▶ [Activities]
• 1. In the passage on frontline drone needs, how long have some operators used the same route to deliver logistics?
• 2. In the passage on frontline drone needs, substitute "repair shops" for "workshops" in everything from "Most units are" down to "industrialization, and scalability.".

▶ [Provided passage]
-------------------------
Other useful AI tools include converting photos and videos from drones into 3D maps for better situational awareness.

Working with troops to identify further problems
While feedback from the troops is important, not all brigades have an equal understanding of what their principal challenges are, according to Kushniarou.
“We're facing a problem of creating analytical centers” at the brigade level, he said. “In famous units like Azov and Khartia, this problem is already close to being solved. But for many brigades, they simply don’t have any analytical centers.”
Such centers are important for troops to outline their needs. This is especially critical for UGVs, to figure out what works best and what to buy. Many UGV operators are relatively inexperienced.
“And this is also an area where you can invest,” Kushniarou said. “It's analytics. its statistics, and its communication between different UGV's."
"It's the planning of missions, also a great problem. I know cases where operators use the same route to deliver logistics for a half a year.”
“My advice is that investors should come directly to units and not only listen to them, but try to work with them to find out what's really happening.”
Scalability, standardization more important than FPV #1,000
Multiple veterans said that they don’t need yet another FPV that’s functionally the same as the majority of others on the market, while also coming with its own teething troubles that the unit must spend time fixing.
“Everyone… is making drones which are conceptually the same thing,” Puz said. “But the problem is that none of this is standardized or scalable. Quality control is always a very big problem because you cannot rely on stable equipment to come in.”

Most units are forced to maintain their own workshops or even R&D laboratories to modify or improve equipment that comes to them, in order to make it combat-capable. Few things are ready out of the box. This is especially an issue with UGVs, soldiers said.
"It's a terrible zoo inside of a lot of units when you have 20, 25 different types of UGV's, none of them are working from the box,” Kushniarou said. “We have to modify everything.”
While continued innovation and incremental improvement will remain important, the time has come to invest in standardization, industrialization, and scalability.
-------------------------
▶ [Study material]

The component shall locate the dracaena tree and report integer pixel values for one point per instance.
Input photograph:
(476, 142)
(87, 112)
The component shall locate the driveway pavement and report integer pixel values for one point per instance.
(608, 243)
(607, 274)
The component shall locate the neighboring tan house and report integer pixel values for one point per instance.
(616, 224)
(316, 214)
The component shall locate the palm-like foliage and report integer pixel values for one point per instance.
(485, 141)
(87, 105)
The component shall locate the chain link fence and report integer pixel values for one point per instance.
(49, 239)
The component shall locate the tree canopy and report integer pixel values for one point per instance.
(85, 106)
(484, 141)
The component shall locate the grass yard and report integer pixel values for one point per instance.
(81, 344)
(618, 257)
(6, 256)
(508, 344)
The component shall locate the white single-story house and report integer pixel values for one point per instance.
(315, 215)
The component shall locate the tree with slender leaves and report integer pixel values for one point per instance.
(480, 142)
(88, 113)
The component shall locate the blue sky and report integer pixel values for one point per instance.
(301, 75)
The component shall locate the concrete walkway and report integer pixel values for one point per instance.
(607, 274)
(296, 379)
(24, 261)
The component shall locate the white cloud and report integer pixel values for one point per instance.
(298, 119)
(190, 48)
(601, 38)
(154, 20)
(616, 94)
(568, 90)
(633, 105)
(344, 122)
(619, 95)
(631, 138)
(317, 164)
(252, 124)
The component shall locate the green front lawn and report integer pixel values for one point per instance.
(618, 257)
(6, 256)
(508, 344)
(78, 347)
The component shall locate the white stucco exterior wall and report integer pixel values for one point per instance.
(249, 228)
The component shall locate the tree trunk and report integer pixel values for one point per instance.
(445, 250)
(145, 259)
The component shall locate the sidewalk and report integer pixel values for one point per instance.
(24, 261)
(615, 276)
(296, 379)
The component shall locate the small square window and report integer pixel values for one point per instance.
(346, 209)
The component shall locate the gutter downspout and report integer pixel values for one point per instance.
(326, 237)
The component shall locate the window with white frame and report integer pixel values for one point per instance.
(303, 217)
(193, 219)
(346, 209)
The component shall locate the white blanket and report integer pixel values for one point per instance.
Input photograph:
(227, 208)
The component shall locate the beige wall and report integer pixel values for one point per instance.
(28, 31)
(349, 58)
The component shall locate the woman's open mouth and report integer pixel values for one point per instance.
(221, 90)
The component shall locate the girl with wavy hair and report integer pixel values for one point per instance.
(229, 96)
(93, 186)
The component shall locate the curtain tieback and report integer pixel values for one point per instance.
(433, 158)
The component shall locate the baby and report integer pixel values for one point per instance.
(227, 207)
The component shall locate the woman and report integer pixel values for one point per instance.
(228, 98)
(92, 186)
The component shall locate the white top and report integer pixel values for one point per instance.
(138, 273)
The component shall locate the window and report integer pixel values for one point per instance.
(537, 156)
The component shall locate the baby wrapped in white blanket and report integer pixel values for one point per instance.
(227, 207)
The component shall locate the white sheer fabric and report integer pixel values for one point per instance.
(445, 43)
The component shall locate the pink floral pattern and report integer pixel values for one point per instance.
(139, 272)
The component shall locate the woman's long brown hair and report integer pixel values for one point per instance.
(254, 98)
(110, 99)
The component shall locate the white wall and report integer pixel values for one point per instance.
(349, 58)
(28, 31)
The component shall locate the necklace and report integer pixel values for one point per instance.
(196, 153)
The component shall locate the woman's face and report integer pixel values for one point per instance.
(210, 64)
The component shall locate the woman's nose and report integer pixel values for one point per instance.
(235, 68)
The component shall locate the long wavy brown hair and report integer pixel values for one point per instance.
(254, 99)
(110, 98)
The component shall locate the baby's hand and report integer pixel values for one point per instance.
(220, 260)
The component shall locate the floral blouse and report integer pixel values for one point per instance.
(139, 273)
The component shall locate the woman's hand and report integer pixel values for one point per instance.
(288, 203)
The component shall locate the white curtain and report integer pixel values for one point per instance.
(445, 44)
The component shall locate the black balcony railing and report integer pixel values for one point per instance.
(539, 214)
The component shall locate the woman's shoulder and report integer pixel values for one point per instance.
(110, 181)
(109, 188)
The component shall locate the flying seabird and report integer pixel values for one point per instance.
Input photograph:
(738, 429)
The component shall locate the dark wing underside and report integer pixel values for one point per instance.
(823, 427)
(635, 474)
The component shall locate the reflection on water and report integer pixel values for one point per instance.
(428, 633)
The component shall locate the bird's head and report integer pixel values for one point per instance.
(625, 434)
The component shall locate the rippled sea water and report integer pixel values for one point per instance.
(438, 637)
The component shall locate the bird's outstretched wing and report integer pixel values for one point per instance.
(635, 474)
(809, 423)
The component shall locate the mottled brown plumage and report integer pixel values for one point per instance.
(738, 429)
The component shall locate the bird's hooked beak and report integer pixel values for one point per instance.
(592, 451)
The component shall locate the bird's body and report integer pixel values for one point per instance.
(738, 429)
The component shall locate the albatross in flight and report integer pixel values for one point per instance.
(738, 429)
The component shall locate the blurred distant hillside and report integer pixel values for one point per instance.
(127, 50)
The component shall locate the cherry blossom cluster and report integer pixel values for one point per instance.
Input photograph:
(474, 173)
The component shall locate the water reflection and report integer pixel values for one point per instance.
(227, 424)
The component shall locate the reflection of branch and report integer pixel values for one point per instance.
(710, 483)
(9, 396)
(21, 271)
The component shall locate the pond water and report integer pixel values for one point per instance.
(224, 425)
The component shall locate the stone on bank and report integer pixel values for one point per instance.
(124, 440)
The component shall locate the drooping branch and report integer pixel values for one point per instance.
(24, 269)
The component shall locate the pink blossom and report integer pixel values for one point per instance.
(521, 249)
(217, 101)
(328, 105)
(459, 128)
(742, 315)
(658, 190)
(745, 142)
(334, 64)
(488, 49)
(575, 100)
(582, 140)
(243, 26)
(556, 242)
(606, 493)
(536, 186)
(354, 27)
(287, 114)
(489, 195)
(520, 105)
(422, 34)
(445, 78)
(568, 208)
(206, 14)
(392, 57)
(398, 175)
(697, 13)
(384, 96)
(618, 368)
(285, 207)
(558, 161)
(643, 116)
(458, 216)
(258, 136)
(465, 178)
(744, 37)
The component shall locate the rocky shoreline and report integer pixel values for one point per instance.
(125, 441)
-------------------------
▶ [Exercise answers]
• 1. Half a year.

• 2.
Most units are forced to maintain their own repair shops or even R&D laboratories to modify or improve equipment that comes to them, in order to make it combat-capable. Few things are ready out of the box. This is especially an issue with UGVs, soldiers said.
"It's a terrible zoo inside of a lot of units when you have 20, 25 different types of UGV's, none of them are working from the box,” Kushniarou said. “We have to modify everything.”
While continued innovation and incremental improvement will remain important, the time has come to invest in standardization, industrialization, and scalability.